[Stated task] Restate all of the entries exactly, dropping any pictures they hold.

++++ Data for this exercise ++++

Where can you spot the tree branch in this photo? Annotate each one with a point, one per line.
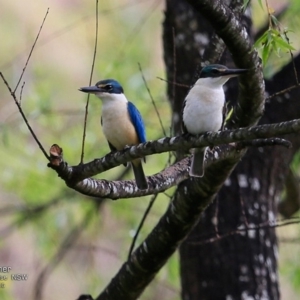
(77, 177)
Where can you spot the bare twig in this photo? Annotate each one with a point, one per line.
(292, 58)
(152, 200)
(267, 224)
(31, 50)
(24, 117)
(90, 81)
(152, 100)
(266, 142)
(21, 93)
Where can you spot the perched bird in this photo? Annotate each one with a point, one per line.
(121, 122)
(203, 108)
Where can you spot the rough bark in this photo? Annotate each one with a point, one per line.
(232, 265)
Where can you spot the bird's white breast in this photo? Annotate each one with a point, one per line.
(203, 109)
(116, 123)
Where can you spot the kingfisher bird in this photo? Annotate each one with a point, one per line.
(203, 108)
(121, 122)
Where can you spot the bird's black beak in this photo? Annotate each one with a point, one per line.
(233, 72)
(90, 89)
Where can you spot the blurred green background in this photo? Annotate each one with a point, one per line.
(38, 212)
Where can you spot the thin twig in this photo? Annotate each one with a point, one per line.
(24, 117)
(267, 224)
(292, 58)
(152, 200)
(90, 82)
(21, 93)
(31, 50)
(152, 100)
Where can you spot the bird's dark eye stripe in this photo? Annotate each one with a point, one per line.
(215, 71)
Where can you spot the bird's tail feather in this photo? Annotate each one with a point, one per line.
(139, 175)
(197, 167)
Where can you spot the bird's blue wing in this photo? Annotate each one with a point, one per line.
(137, 122)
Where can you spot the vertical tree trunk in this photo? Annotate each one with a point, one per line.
(219, 260)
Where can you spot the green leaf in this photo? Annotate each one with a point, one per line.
(261, 41)
(260, 3)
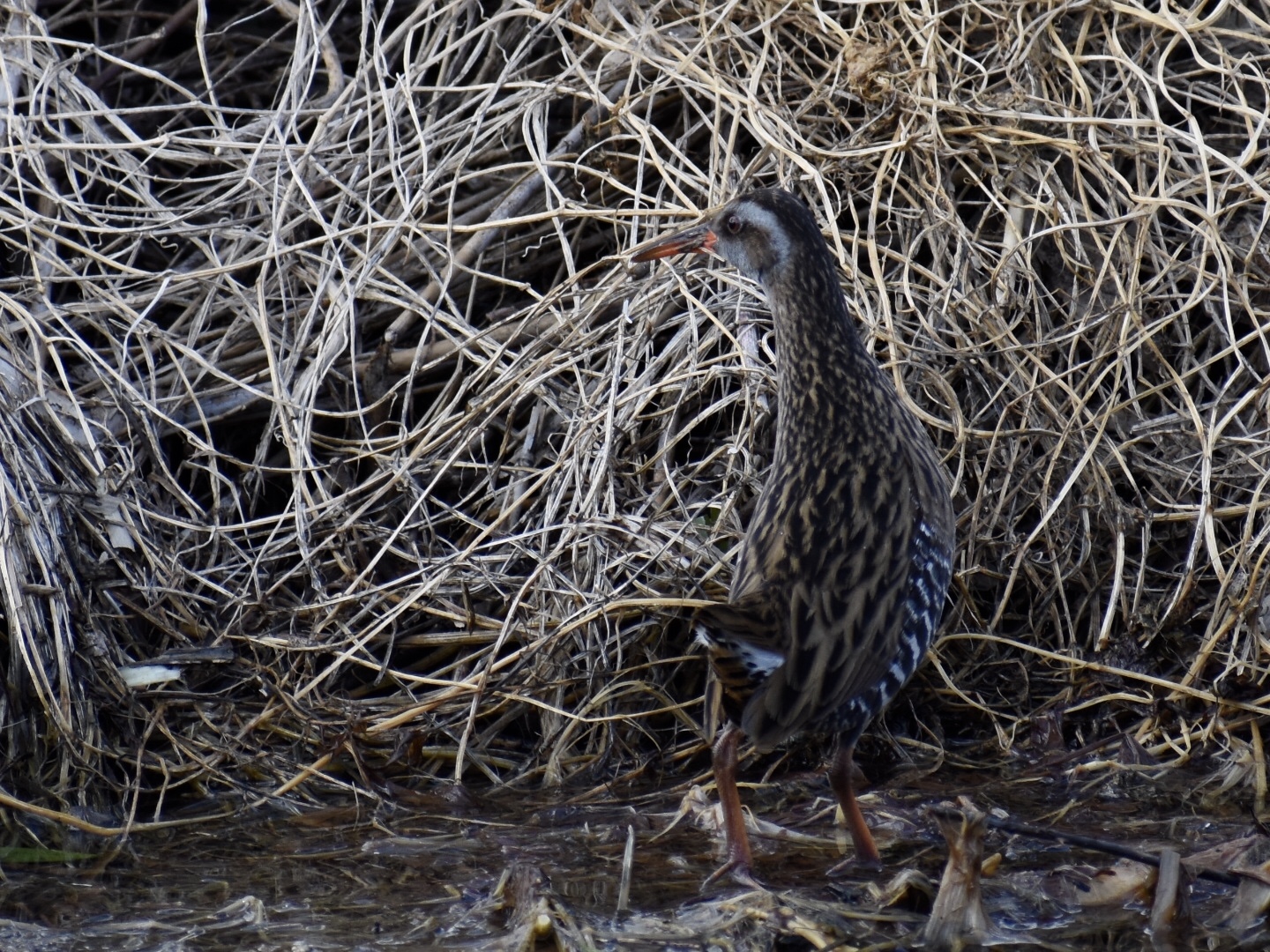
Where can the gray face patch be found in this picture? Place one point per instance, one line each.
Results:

++++

[Written answer]
Where can you spot the tree branch in this photo? Annotate each one with a point, one per line.
(77, 177)
Where can you spot the bare twig in this photo? Annotate each one with a point, one per line.
(292, 58)
(152, 200)
(267, 224)
(31, 50)
(24, 117)
(90, 81)
(152, 100)
(266, 142)
(21, 93)
Where can you spot the perched bird in this photo? Annotate each one with a point, one per line.
(121, 122)
(203, 108)
Where can you spot the rough bark in this photo? Annotate each one with a point, one per line.
(232, 265)
Where can you spot the bird's white breast in this photo? Annotate each one with a point, one per line.
(203, 109)
(116, 123)
Where can you spot the kingfisher bird in this photo? Annotate each one with a point, one per line.
(203, 108)
(121, 122)
Where can you spot the bird's black beak in this photo? Annotate each one with a point, one per line.
(233, 72)
(90, 89)
Where can you spot the blurred green background in this photo? Annotate each one with a point, one per line.
(38, 212)
Where can you spot the thin twig in this photo? Annotate each one with a point, one per line.
(24, 117)
(267, 224)
(292, 58)
(152, 200)
(90, 82)
(21, 93)
(31, 50)
(152, 100)
Where can you spot the bird's dark eye stripe in this photo? Annotate each one with a point, one per line.
(215, 71)
Where can you spot the bird's tail feather in this photo? Annotate each one with a point, one per line.
(139, 175)
(197, 167)
Where can you spot the bird's blue wing in this photo? Annotate each one with a point, one per line.
(137, 122)
Where can you spot the vertical tree trunk in this photo? Annotate each one with a point, one per line.
(219, 260)
Where can you spot the green leaf in this photo? Annotate each one with a point, one per line.
(261, 41)
(260, 3)
Where can the gray face patch be found in this picture? Place one point per instance, one line each.
Results:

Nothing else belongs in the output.